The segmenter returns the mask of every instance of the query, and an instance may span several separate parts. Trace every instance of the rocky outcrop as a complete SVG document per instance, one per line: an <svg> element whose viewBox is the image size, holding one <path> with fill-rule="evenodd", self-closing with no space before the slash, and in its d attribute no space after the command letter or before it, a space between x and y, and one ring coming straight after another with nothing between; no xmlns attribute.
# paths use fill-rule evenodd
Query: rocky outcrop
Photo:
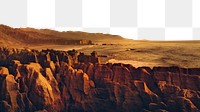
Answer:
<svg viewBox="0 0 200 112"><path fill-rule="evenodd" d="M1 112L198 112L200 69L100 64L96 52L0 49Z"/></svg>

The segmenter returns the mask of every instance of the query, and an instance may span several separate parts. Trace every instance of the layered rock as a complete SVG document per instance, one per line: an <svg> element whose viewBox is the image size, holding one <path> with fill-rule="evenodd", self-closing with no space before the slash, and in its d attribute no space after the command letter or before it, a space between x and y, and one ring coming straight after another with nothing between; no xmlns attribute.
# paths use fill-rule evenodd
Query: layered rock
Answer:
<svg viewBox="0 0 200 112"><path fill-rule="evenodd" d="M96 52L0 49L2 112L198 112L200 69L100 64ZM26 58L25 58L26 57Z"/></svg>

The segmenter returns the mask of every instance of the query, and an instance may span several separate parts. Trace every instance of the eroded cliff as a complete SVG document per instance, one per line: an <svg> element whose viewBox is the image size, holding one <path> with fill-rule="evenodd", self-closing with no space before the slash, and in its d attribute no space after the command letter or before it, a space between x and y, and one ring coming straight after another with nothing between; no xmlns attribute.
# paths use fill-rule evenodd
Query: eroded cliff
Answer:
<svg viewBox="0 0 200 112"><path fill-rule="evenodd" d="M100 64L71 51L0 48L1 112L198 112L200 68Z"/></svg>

____

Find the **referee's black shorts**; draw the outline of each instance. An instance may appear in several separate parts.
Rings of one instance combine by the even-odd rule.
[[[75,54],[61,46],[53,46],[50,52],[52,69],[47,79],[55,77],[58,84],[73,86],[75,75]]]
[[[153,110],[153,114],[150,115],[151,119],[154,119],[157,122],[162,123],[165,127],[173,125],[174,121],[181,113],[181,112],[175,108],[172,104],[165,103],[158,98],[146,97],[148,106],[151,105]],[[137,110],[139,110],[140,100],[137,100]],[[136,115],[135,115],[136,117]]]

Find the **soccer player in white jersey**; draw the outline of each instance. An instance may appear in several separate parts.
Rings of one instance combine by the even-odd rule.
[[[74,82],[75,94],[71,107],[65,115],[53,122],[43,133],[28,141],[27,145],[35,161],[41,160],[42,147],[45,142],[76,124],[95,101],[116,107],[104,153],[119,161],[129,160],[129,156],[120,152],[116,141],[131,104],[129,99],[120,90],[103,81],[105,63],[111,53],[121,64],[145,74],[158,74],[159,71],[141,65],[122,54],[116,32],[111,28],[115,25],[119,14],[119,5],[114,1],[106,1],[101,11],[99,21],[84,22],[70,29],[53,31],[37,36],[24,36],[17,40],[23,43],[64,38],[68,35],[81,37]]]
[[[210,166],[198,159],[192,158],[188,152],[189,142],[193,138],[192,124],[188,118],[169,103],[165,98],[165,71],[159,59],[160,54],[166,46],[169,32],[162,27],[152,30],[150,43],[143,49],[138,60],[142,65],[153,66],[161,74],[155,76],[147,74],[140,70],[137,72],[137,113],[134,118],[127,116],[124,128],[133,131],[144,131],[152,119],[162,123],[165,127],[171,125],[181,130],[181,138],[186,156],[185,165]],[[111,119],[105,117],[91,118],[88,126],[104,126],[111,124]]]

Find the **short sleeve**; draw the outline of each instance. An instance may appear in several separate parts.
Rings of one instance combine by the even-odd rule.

____

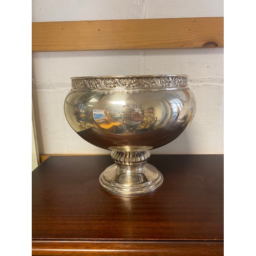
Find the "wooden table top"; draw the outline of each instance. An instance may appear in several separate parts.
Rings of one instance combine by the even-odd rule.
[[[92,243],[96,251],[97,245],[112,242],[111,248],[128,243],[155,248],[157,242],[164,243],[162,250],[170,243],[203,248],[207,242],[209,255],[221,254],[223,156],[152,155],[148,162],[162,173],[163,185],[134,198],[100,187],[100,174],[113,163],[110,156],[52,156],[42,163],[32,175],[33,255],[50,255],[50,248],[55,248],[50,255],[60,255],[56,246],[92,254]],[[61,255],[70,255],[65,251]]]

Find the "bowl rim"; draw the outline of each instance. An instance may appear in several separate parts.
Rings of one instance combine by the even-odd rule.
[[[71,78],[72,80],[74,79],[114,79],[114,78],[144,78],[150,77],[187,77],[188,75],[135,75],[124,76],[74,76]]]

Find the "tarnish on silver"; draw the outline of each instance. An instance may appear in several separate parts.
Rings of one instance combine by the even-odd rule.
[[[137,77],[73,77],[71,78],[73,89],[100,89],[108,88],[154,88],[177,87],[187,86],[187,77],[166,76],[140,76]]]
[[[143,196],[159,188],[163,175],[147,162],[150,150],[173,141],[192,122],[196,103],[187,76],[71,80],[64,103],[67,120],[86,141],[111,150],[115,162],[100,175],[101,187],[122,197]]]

____

◆ Objective ◆
Rewrite the listing from the line with "of the rocky" to the line with "52L0 49L2 112L198", switching "segmenter" to "tracer" and keeping everything else the same. Return only those lines, without the pictures.

◆ Task solution ◆
The tracer returns the mask of every instance of the query, and an instance may span several separate parts. Trace every instance of the rocky outcrop as a complete SVG document per instance, one per line: an <svg> element whose viewBox is the image size, holding one <path> with fill-rule="evenodd", self-closing with no space before the slash, and in its d attribute no space after the command letter or before it, a space between x and y, and one ring coming straight after another with nothing between; no xmlns attribute.
# paths use fill-rule evenodd
Query: rocky outcrop
Photo:
Answer:
<svg viewBox="0 0 200 112"><path fill-rule="evenodd" d="M1 112L198 112L200 69L100 64L96 52L0 49Z"/></svg>

The tracer returns the mask of every instance of the query, and an instance may span several separate parts. Trace every instance of the layered rock as a complete SVG document per instance, one per line: an <svg> element whose viewBox is the image size, holding one <path> with fill-rule="evenodd", self-closing with no space before the slash, and in its d attribute no space after the command letter or before it, a space between x and y, and one ring coming straight after another with nothing between; no xmlns attribute.
# paths use fill-rule evenodd
Query: layered rock
Answer:
<svg viewBox="0 0 200 112"><path fill-rule="evenodd" d="M96 52L0 49L2 112L198 112L200 69L100 64ZM26 58L25 58L26 57Z"/></svg>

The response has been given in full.